ABC’s “Roseanne” revival is officially a hit, and not only because it’s reaping the fruits of network TV nostalgia like “Will & Grace” and “Fuller House” before it. Because of the scrutiny the national media has placed on voters like those at the center of the show — a working-class household headed by white Baby Boomers with high school educations in post-industrial middle America — “Roseanne” is under the microscope not only for whether its humor holds up, but for what the show and its reception might tell us about the state of American politics. Critics and viewers alike are watching for the intersection points between the politics of its outspoken eponymous star, a Donald Trump supporter, and the politics of the show itself.
When Trump made a point to call Roseanne Barr and congratulate her on the premiere’s high ratings, and then praised the show’s success in a speech, saying “it was about us,” he cemented the show’s place in the current culture war. Now “Roseanne” can’t possibly be just a TV show. It’s going to be the blue-collar story we talk about, no matter how many other shows today, as my colleague Melanie McFarland points out, also depict the struggles of a struggling America.
This is by design. There was no way America could watch “Roseanne” in 2018, knowing what we had been told about the show ahead of its premiere, without wondering what it could tell us about “Trump voters” as they have been reductively painted by reporters and think-pieces galore. The premiere delivered on that promise, painting Roseanne Connor's "it's about jobs!" support for Trump against her sister Jackie's "nasty woman"-style preaching in an intrafamily war of archetypes: It's snowflakes vs. deplorables, round 37!
Barr herself told a room full of TV critics back in January, "I've always attempted to portray a realistic portrait of the American people and of working-class people. And in fact it was working-class people who elected Trump.” In fact it wasn’t, but Barr — who is in many ways Exhibit A, as a Trump supporter who paid $1.78 million for a macadamia farm in Hawaii — is hardly alone in believing in this wildly persistent myth.
Back in January, executive producer and co-showrunner Whitney Cummings explained in an essay for Vulture that one reason she wanted to work on the new “Roseanne” — aside from the fact that the original had been a touchstone of her childhood, like so many of us who grew up loving the snarky, loud, loving Connor clan — was that “giving my brain to a show that touched the hearts and got the eyeballs of so many working-class people is how I could finally do my part to help us all make sense of the election. Working on 'Roseanne' meant I could write for characters who had different beliefs and experiences than me and who may even have voted differently than me.”
Since Cummings tasked the act of reviving a beloved sitcom with the responsibility of "help[ing] us all make sense of the election," consuming “Roseanne” became an act fraught with meaning. White liberal viewers are supposed to tune in not because Roseanne's perspective will necessarily resonate with them, but because it’s not supposed to — watching the unapologetic Trump voter be the heroine of her mixed-politics family is more an act of penance for co-signing Hillary Clinton’s dismissal of the "basket of deplorables” and for freezing out Trump voters in their own personal circles after the election.

• RECORDS:
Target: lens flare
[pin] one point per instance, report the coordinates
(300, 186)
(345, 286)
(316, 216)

• OBJECTIVES:
A. List every real person the text about the "Roseanne" revival names by full name.
B. Pick up the text about the "Roseanne" revival from its final sentence and keep writing.

• RESULTS BY TASK:
A. Donald Trump, Roseanne Barr, Melanie McFarland, Whitney Cummings, Hillary Clinton

B.
Trump voters, for their part, can tune in to feel absolved of all charges of racism, homophobia and misogyny via the show's cleansing of Roseanne's motives: she supports a woman's right to bodily autonomy, she loves her black granddaughter and her gender-fluid grandson. See? No deplorable! When Roseanne gets her laughs from the studio audience — and make no mistake, the laugh track is on her side — perhaps they are supposed to feel by extension that they are finally being painted in a favorable light by the very liberal Hollywood elites they are constantly being told to distrust by their president and preferred pundits.
Then both sides are supposed to come together, harmonicas in hand, and play the theme song? I guess? Then what?
This seems like an absurd amount of weight to put on the shoulders of a single story, but we've been here before. When venture capitalist J.D. Vance published his memoir “Hillbilly Elegy” in 2016, during the height of Trump Mania, much of the rest of the country embraced him as the designated Poor White Appalachian Explainer, using his family’s specific story as a way to generalize about the socioeconomic challenges facing people of Appalachia and its diaspora, and by extension, the white, working-class Trump voter.
Historian Elizabeth Catte, whose book “What You Are Getting Wrong About Appalachia” offers a corrective to many of the generalizations in Vance’s book that outside readers were quick to embrace, explains the "Hillbilly Elegy" appeal in an interview with Salon. “They really thought that they had learned a deep truth from this book, and that they could now deploy this truth out in the world to understand these really complex things that were happening around them.”
In a 2009 TED Talk, novelist Chimamanda Ngozi Adichie explained the dangers of relying on “the single story” to try to understand people and places from afar. The “single story” many Americans grew up knowing of the entire continent of Africa, for example, informed her college roommate’s ignorant assumptions about what a young woman from Nigeria would be like. “She asked if she could listen to what she called my ‘tribal music,’ and was consequently very disappointed when I produced my tape of Mariah Carey,” she said.
The true culprit, Adichie elucidates, is power. “It is impossible to talk about the single story without talking about power,” she said. “Power is the ability not just to tell the story of another person, but to make it the definitive story of that person.”
We should no more turn one network sitcom into the definitive story of the working class than we should have enabled a venture capitalist’s memoir to dominate the discourse about poverty, addiction and voting trends in Appalachia; however, ABC and the producers and stars of “Roseanne” enjoy power in the entertainment industry that other storytellers don’t, so their narrative rises to the top. "Roseanne" isn't likely to fade out of the cultural conversation any time soon, but at the same time, we can set our sights on seeing a post-industrial Midwest that is wider than any single living room.
In the introduction to a new anthology from Picador, “Voices from the Rust Belt,” editor Anne Trubek underscores the urgency of the stories in her collection, which are part of an effort to rectify what she calls the "narrative inequality in this nation: some stories are told over and over while others are passed over."
Trubek, founder and director of Belt Publishing (which published Catte’s “What You Are Getting Wrong About Appalachia”), acknowledges that defining the Rust Belt in objective terms is tricky, because its designation is political and historical, not geographic. She lands on a post-industrial Midwest, “anywhere an economy was previously based on manufacturing and has since been losing population" as a broad definition, which seems to include the Connors' home of Lanford, Illinois.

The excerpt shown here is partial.